== PROVIDED RECORDS ==

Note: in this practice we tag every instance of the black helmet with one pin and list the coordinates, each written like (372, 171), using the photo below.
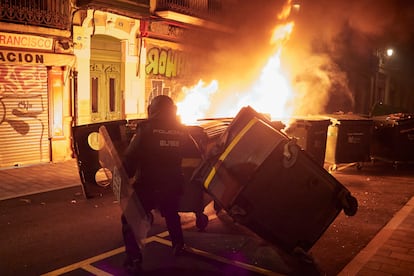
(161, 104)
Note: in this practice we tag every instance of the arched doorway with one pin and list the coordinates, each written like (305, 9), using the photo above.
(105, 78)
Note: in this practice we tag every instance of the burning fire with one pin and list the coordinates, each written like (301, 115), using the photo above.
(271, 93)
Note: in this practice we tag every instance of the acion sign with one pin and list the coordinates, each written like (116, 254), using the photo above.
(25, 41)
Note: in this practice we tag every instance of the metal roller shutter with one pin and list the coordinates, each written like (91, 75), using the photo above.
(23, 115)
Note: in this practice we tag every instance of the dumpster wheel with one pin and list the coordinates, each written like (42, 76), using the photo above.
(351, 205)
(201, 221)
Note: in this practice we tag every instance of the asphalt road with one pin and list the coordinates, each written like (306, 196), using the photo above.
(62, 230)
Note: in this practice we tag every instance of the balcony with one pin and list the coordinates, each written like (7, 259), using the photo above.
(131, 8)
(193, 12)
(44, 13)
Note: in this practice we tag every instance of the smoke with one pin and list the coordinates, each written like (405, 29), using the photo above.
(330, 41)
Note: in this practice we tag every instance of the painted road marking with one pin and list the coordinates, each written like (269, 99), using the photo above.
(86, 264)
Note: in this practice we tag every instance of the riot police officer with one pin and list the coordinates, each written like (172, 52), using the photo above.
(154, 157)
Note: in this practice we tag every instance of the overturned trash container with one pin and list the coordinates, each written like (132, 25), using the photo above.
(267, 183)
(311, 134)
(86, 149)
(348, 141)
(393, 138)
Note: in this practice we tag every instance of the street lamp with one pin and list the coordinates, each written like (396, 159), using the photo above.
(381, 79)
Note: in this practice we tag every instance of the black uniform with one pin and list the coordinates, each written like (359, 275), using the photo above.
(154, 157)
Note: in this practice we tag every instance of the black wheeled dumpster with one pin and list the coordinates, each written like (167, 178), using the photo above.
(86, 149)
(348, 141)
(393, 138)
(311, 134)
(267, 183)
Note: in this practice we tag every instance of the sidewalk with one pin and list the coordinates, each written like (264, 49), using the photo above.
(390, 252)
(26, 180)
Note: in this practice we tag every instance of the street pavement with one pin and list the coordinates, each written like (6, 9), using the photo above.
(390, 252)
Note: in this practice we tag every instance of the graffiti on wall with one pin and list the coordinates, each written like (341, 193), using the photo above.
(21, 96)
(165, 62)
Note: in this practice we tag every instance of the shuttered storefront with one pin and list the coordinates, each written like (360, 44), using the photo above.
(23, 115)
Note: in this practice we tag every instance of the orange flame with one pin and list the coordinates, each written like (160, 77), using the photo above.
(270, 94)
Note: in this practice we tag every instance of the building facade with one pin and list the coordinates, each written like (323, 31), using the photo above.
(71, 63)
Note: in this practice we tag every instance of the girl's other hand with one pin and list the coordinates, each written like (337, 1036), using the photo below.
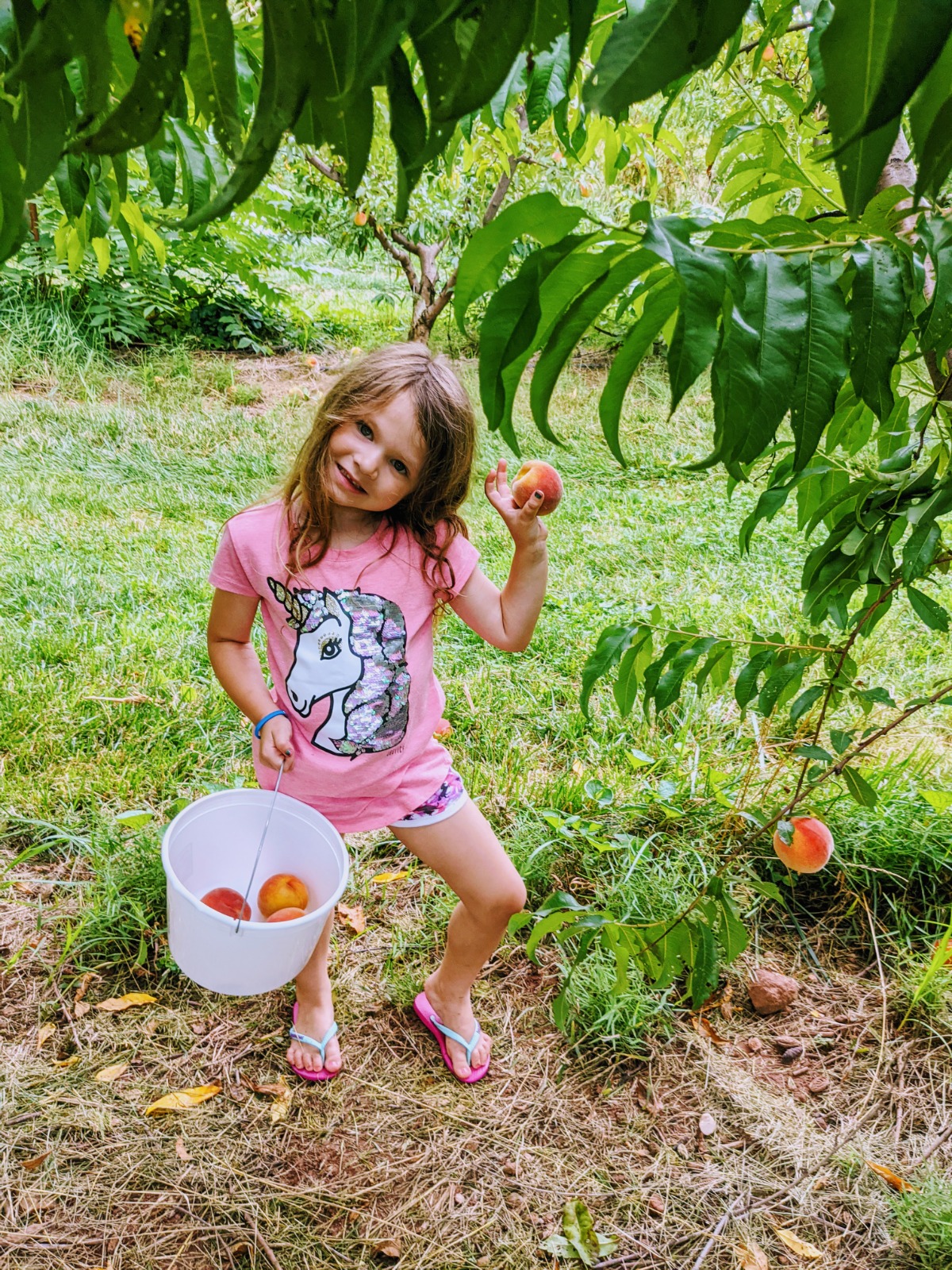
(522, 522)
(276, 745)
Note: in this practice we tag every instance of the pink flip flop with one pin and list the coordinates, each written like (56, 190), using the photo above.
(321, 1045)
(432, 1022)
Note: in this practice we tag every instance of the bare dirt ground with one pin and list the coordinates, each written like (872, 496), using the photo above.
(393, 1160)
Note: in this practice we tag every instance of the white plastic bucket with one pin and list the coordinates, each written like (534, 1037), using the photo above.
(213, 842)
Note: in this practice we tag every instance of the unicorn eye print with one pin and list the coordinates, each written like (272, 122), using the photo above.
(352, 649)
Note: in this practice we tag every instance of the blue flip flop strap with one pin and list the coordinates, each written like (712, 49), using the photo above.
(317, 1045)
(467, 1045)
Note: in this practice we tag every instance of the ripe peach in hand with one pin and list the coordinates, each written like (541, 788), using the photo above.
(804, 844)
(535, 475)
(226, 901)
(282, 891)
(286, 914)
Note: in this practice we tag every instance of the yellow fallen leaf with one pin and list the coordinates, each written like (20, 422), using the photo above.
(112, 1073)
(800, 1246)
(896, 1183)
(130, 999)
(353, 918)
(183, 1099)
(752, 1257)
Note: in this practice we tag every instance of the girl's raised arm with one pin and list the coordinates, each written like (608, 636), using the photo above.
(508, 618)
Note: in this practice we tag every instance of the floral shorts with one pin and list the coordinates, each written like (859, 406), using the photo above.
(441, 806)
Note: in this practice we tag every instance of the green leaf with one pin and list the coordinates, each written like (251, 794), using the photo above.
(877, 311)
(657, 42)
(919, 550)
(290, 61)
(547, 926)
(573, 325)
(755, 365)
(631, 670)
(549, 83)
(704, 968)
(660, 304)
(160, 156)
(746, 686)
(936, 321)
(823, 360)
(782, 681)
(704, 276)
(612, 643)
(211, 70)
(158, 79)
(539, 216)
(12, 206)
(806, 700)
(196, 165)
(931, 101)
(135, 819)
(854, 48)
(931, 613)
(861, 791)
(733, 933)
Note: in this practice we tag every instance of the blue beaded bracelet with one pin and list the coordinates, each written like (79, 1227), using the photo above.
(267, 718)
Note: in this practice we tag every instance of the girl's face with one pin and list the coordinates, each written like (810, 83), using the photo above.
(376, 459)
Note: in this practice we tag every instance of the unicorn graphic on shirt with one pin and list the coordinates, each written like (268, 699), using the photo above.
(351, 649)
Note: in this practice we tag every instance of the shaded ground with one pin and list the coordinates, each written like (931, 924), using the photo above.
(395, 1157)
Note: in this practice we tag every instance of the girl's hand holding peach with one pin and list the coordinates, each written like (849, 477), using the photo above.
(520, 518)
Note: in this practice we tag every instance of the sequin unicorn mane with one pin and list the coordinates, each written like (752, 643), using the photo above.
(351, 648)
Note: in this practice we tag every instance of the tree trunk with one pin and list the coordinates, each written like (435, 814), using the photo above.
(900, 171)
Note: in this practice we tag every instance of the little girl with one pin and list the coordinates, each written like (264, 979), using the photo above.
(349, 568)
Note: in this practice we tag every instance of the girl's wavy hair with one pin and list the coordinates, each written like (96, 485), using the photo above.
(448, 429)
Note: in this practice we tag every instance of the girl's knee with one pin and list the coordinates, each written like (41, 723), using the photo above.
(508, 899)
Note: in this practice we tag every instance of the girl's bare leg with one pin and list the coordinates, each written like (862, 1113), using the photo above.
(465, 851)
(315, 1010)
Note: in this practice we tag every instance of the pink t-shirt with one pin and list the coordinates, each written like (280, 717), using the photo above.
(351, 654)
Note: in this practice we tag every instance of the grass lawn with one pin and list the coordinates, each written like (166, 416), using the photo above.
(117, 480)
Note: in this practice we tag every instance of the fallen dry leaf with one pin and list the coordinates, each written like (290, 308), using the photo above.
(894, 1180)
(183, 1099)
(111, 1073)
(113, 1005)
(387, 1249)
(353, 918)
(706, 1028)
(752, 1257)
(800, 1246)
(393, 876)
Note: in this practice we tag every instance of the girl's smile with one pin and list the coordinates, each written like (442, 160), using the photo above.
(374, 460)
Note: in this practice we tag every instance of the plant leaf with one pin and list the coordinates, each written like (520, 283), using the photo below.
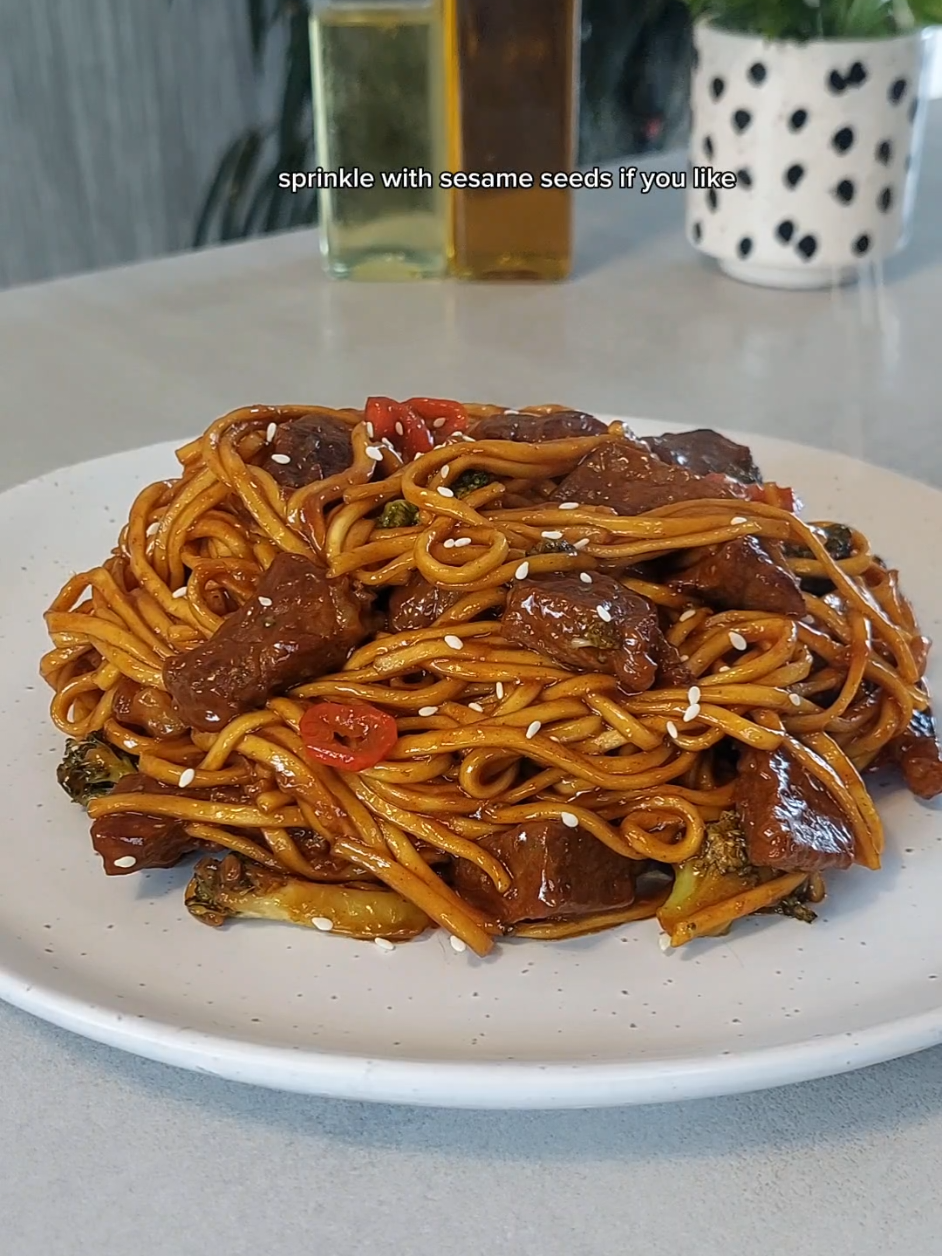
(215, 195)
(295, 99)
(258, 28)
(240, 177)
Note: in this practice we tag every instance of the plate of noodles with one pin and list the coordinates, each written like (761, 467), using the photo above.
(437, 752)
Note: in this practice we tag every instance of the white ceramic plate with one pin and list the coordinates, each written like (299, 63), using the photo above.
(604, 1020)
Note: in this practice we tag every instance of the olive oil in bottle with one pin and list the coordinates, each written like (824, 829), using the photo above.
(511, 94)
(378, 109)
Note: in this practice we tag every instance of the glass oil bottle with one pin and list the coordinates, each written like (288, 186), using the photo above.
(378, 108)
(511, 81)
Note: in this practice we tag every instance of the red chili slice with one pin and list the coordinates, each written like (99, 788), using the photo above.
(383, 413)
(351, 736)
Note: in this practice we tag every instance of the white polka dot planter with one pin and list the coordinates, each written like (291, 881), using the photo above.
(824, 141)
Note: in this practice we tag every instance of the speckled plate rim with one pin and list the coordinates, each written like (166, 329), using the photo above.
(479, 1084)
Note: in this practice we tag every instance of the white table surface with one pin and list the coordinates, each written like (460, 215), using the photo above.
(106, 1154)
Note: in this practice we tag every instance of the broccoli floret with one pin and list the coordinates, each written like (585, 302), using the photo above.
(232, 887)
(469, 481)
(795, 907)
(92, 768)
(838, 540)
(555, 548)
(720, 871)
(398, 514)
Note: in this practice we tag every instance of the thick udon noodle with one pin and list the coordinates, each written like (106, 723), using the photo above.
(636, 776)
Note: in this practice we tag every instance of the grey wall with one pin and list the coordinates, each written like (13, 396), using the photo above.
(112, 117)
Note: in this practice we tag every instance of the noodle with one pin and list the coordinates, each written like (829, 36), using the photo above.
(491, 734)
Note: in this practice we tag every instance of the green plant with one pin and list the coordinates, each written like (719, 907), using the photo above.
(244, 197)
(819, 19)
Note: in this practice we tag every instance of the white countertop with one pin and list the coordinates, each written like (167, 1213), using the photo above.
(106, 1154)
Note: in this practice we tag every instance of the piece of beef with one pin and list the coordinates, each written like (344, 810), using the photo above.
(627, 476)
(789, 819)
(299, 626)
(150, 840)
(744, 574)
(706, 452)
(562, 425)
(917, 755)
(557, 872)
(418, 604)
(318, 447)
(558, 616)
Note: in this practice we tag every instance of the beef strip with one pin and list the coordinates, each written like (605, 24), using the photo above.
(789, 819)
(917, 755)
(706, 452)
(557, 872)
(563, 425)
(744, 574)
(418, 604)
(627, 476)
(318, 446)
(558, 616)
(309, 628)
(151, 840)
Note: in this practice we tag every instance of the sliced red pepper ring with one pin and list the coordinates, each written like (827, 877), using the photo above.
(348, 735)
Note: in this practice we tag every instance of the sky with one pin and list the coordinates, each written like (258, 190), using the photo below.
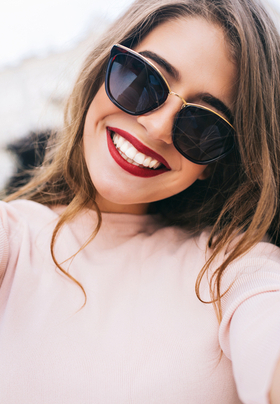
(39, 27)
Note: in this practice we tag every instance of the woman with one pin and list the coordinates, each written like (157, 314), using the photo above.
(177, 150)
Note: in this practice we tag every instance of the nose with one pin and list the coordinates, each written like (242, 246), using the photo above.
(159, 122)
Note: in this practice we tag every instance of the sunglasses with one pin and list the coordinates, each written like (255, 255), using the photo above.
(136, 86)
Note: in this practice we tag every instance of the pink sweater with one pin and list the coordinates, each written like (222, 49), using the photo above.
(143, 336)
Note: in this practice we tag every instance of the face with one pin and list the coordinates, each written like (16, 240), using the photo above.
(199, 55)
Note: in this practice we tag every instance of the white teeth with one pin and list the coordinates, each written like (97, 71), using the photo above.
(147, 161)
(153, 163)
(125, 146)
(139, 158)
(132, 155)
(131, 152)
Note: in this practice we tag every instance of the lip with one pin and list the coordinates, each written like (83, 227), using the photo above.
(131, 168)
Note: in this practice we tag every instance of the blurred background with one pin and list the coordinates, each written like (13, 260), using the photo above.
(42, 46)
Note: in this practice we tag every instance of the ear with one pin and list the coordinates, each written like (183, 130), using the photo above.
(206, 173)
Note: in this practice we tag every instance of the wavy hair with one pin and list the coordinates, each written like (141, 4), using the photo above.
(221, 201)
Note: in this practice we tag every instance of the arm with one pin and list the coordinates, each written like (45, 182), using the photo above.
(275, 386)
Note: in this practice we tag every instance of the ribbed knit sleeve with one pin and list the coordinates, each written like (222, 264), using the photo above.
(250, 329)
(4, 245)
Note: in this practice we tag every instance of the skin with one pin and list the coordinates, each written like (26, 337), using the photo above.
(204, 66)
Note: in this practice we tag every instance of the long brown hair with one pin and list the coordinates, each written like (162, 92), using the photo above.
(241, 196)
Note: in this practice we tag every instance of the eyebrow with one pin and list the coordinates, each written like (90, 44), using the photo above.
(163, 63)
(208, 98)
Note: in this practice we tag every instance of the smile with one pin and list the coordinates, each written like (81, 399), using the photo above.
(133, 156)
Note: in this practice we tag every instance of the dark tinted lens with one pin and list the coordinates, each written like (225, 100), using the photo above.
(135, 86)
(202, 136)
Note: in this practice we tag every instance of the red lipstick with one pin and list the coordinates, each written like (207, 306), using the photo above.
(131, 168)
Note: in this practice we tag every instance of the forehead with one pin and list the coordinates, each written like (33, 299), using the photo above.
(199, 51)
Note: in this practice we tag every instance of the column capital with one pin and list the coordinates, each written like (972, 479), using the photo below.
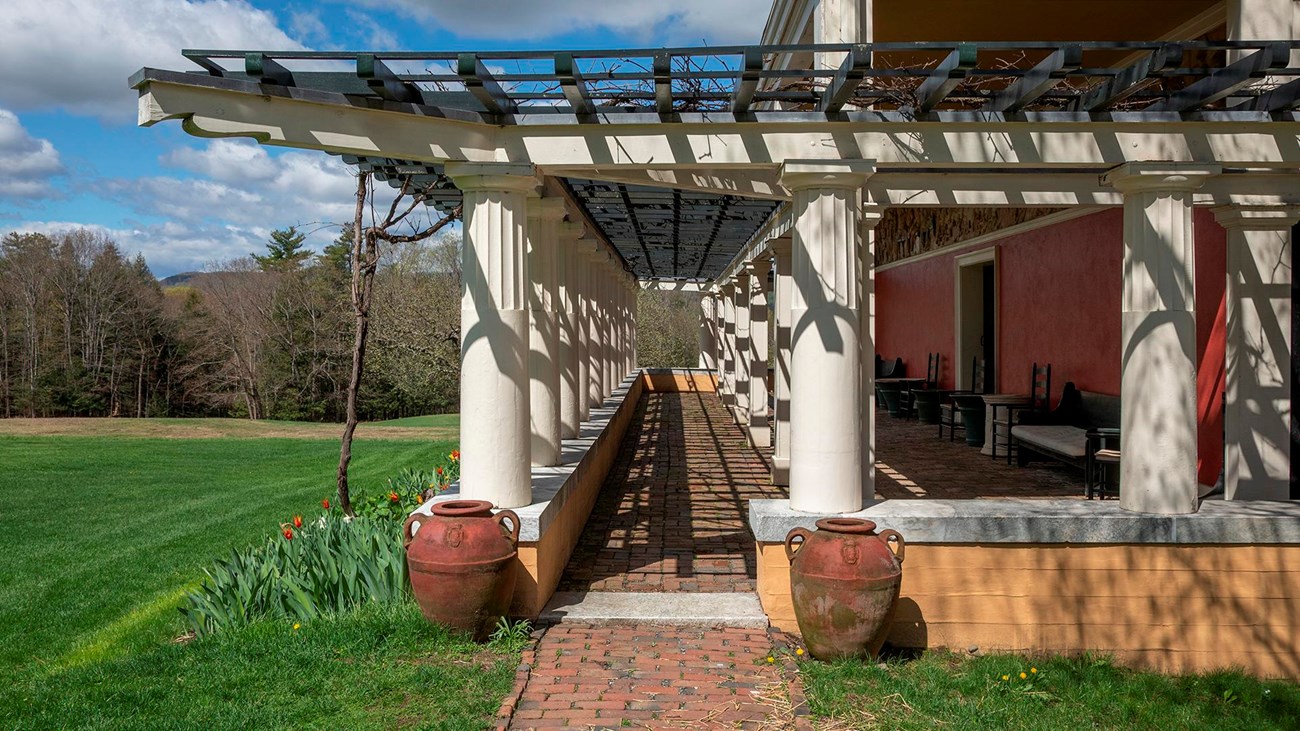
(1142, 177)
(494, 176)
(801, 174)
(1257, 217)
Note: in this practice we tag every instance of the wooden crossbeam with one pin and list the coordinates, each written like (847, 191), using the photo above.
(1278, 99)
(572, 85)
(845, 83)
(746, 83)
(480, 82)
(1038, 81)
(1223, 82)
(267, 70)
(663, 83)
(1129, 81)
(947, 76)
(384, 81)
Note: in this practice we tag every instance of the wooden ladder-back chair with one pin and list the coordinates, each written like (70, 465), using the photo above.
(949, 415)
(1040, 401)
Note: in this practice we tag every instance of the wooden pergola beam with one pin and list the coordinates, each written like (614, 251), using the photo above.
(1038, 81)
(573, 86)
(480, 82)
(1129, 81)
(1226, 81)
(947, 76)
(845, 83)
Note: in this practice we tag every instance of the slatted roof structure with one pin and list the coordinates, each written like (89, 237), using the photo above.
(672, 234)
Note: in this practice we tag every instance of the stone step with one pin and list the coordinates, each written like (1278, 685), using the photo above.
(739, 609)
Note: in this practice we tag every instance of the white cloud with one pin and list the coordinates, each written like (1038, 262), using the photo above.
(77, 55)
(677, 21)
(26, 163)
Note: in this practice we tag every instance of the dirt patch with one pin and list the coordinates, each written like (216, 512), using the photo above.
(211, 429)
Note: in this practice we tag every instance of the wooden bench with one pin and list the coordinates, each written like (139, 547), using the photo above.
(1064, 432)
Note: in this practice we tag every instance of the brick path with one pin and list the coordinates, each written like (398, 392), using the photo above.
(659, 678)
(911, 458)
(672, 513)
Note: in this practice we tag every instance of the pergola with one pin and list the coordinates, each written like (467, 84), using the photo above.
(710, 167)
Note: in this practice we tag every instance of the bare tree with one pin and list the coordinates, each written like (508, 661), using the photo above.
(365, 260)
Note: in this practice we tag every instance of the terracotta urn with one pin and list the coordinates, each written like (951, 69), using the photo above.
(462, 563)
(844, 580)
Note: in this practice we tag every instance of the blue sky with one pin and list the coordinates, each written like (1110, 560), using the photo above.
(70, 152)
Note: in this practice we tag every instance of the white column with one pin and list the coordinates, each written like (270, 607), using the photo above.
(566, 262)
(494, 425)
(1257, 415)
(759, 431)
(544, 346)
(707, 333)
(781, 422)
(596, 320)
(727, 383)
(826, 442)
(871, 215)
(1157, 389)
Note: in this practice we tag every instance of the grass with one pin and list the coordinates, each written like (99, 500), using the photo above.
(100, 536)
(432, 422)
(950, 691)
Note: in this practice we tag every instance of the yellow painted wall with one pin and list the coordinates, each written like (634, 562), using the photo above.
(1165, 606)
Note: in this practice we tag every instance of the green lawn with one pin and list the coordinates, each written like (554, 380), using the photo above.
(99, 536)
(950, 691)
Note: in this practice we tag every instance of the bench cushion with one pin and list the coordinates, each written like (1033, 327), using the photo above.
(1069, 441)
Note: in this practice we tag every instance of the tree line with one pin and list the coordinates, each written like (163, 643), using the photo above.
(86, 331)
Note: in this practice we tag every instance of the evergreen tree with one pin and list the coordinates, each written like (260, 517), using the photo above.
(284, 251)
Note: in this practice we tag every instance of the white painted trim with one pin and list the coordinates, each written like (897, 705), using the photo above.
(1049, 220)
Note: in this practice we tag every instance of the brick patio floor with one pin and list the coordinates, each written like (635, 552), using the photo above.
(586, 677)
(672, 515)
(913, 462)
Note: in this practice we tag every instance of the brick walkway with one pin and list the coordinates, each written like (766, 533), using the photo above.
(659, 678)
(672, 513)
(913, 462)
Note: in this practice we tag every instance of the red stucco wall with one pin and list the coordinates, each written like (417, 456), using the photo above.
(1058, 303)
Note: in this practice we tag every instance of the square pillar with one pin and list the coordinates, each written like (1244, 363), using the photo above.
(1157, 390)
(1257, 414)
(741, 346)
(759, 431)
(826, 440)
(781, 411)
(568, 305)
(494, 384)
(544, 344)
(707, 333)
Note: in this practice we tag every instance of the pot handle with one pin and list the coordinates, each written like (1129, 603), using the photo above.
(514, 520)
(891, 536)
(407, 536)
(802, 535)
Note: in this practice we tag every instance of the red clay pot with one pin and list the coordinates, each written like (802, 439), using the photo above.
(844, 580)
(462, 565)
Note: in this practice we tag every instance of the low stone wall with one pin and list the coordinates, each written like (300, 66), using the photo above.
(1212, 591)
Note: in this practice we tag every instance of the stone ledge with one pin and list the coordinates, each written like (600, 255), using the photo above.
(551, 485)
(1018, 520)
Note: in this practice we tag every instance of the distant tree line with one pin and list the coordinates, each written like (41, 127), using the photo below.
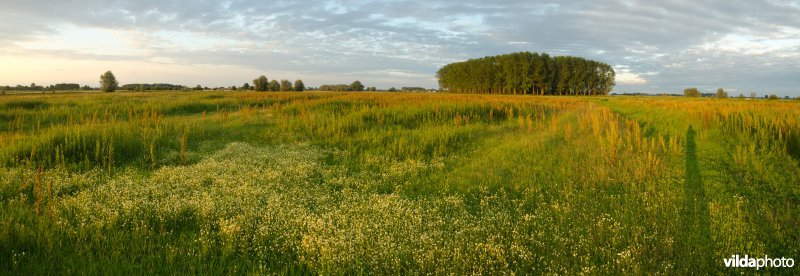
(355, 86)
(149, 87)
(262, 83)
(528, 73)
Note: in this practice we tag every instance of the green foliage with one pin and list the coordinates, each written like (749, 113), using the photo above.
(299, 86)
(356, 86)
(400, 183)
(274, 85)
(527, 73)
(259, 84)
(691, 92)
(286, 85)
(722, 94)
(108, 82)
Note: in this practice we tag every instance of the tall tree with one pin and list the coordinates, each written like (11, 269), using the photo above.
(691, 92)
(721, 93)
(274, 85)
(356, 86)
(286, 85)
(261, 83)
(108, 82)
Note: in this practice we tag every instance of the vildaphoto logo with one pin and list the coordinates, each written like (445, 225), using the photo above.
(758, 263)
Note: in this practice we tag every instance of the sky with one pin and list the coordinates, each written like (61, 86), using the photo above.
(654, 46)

===

Output only the lines from the one that contains "439), using the photo above." to the end of the entries above, both end lines included, and drop the pictures.

* **OUTPUT OF THE EXERCISE**:
Note: in this practice we tag every instance of the red clay pot with one pin and list the coordinates, each written like (802, 439), using the photo above.
(844, 580)
(462, 565)
Note: in this practice we tag every instance of the low stone wall with one pin and list the coordinates, each written like (300, 66), using the photo above.
(1212, 591)
Note: in this practice we tag every instance of the stone ledge with one pin and list the coordinates, each written like (600, 255), using the photo above.
(551, 485)
(1018, 520)
Note: in this practice we tag every instance of the distant tree line with one pin and list the coordinates, each written like (41, 127), using the photo below.
(355, 86)
(149, 87)
(262, 83)
(528, 73)
Note: in this practice we tag every instance of the green foliage with one pin and list the coordinates, each written like (749, 113), using the photo above.
(299, 86)
(356, 86)
(400, 183)
(274, 85)
(527, 73)
(259, 84)
(691, 92)
(286, 85)
(722, 94)
(108, 82)
Note: in this practice we tag every instance of the tall tree with one pin and list the coordinates, each written like (11, 269), using the photo above.
(691, 92)
(721, 93)
(274, 85)
(356, 86)
(286, 85)
(261, 83)
(108, 82)
Note: in this practice we tag every instance of the vildaphoto logo with one pin and list the coordinates, each written like (445, 225), using the photo above.
(758, 263)
Note: in this practice we tag every instance of the sky with one pin and list the coordinates, each written like (61, 86), using the photo above.
(654, 46)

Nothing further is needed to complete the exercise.